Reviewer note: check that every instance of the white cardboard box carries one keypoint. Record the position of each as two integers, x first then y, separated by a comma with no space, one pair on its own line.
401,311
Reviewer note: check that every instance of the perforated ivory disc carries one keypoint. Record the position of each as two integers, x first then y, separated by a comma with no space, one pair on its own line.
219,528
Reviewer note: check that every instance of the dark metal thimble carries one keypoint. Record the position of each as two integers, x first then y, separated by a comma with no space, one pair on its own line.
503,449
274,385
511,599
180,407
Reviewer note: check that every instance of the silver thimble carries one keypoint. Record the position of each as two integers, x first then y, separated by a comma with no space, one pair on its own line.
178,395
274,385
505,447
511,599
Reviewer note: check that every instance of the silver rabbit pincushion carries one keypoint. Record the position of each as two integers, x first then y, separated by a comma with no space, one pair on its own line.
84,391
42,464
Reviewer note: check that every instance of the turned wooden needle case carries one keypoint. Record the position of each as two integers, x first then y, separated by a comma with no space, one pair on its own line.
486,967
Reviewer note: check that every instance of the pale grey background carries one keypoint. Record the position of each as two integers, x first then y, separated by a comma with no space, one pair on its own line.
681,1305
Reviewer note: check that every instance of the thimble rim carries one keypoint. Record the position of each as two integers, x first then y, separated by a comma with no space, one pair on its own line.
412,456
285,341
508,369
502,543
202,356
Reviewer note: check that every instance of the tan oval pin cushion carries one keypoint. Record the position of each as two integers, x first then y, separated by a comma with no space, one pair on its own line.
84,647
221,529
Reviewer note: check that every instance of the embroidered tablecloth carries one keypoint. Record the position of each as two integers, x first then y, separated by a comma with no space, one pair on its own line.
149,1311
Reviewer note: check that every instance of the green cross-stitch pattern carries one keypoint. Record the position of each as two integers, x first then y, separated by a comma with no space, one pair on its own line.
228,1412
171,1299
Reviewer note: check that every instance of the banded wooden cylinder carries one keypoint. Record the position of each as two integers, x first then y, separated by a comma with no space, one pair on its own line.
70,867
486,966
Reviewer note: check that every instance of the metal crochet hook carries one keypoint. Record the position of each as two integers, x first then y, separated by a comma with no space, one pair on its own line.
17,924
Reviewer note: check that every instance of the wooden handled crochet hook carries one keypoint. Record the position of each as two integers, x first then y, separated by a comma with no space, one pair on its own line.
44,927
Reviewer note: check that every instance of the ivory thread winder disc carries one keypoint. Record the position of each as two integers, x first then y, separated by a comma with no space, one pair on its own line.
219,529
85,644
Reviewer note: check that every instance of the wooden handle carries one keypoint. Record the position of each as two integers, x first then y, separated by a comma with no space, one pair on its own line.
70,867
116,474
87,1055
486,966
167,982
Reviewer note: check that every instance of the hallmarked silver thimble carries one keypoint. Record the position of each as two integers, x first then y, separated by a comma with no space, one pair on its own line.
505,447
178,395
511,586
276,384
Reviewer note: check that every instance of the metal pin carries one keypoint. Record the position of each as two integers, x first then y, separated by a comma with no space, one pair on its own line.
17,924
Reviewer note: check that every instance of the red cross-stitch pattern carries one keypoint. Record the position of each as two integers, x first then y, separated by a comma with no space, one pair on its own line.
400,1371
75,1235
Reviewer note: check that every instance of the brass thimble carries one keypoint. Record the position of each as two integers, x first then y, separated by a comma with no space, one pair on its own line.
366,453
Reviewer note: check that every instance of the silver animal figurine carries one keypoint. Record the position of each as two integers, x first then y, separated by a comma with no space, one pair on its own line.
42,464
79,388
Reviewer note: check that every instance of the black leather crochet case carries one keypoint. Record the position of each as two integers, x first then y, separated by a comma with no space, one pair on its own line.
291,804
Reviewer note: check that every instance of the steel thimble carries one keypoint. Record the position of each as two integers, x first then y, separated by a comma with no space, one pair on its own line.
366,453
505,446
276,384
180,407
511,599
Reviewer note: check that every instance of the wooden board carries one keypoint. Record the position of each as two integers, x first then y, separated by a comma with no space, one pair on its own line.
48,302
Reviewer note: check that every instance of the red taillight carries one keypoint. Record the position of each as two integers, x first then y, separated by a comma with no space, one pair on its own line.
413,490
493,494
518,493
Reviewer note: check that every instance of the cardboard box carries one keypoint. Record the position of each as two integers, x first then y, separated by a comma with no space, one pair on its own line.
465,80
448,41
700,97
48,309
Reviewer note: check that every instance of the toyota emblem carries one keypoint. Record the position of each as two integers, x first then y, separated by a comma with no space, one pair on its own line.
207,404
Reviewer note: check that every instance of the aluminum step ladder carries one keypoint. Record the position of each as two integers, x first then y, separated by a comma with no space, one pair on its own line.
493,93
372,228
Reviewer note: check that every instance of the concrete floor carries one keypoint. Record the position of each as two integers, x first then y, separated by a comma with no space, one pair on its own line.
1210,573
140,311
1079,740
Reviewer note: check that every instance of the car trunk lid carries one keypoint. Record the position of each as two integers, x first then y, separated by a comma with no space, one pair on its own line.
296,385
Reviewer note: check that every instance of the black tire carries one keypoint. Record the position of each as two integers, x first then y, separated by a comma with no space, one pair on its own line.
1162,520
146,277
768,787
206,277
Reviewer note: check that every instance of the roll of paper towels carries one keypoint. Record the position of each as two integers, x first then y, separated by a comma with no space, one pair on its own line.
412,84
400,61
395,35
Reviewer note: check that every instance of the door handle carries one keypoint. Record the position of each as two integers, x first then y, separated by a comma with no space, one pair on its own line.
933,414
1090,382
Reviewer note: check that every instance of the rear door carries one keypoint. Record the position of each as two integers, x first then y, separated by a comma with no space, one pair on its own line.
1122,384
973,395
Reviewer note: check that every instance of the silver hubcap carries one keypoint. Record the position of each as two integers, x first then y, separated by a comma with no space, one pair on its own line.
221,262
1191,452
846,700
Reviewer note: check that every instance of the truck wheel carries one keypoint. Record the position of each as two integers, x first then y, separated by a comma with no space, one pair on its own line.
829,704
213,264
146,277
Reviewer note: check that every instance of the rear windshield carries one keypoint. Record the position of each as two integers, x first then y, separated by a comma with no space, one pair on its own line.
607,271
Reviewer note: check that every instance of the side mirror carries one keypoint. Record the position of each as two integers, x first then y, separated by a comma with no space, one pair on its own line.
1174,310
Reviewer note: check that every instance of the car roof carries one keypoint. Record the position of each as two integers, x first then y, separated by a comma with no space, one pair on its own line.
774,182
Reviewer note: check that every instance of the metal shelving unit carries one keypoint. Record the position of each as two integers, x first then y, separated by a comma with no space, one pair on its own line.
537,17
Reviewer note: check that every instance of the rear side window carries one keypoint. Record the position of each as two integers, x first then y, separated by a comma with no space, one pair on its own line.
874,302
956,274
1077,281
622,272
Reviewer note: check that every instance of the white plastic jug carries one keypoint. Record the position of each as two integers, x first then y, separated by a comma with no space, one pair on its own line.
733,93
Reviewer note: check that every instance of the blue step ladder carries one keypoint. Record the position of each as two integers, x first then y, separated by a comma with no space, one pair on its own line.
+-------+
# Objetivo do exercício
Reproduza sem nenhuma alteração tudo o que vai da linha que contém "Reviewer note: check that every instance of the white plastic" até o fim dos registros, com as duas pontas incluídas.

# Solução a seguir
Reviewer note: check that every instance of the white plastic jug carries one keypoint. Record the position of each as two integers, x first then y, separated by a comma with no space, one pair on its own line.
733,93
Reviewer note: check that every instance of the blue step ladder carries one keypoint. Record the position of each as two integers, x first then y, separated by a comma with no space, one pair on its own line.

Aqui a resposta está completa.